### Exercise description
Filter the entries below, keeping every line that has the word "Please".

-------- Given entries

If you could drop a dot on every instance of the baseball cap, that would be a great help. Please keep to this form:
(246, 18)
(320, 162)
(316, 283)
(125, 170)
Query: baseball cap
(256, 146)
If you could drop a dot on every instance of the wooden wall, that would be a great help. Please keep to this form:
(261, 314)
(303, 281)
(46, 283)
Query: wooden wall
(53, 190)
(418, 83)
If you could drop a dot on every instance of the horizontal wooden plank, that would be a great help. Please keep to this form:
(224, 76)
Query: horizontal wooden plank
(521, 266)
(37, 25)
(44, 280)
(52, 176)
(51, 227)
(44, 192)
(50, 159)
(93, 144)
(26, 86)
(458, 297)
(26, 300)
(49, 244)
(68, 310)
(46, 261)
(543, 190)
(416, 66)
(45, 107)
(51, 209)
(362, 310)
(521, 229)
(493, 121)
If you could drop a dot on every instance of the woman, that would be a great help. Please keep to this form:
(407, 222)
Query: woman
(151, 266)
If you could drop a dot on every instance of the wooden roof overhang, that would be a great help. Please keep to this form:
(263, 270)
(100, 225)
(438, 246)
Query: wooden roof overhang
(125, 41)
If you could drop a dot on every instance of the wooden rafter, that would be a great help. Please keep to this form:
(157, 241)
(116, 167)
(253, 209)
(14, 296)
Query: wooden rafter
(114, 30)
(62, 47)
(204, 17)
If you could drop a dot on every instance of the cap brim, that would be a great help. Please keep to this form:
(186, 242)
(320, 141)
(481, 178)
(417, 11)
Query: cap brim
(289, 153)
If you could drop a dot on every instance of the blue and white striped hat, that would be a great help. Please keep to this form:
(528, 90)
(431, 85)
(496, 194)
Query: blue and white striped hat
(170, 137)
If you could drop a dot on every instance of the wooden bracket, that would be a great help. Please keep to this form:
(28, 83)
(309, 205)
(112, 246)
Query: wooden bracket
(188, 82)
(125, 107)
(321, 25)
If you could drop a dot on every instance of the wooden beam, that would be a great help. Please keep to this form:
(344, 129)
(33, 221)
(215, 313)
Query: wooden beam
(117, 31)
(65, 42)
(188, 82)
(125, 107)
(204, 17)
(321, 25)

----------------

### Finished task
If you could drop a dot on every instance of the baseball cap, that would be a great help. Please keep to this form:
If you could drop a dot on every instance of the wooden wall, that would be a great help. Please keep to this form:
If you could drop a dot on every instance of the horizontal wooden plank, that would be a great help. Please keep to this form:
If you could drop a dot on every instance of the woman, that would be a great help. Please keep to this form:
If you could drop a dot on every instance of the wooden roof overhang, that would be a great help. Please keep to this form:
If you could drop a dot on every instance of the wooden rafter, that would be a great help. Please keep to this form:
If you could drop a dot on every instance of the cap brim, that would be a great help. Please keep to this form:
If you could drop a dot on every instance of the blue and white striped hat, that would be a great help. Please keep to this form:
If you could drop a dot on every instance of the wooden bracket, that would be a great help. Please keep to this form:
If you could drop a dot on every instance of the wooden beam, that would be a great help. Please keep to this form:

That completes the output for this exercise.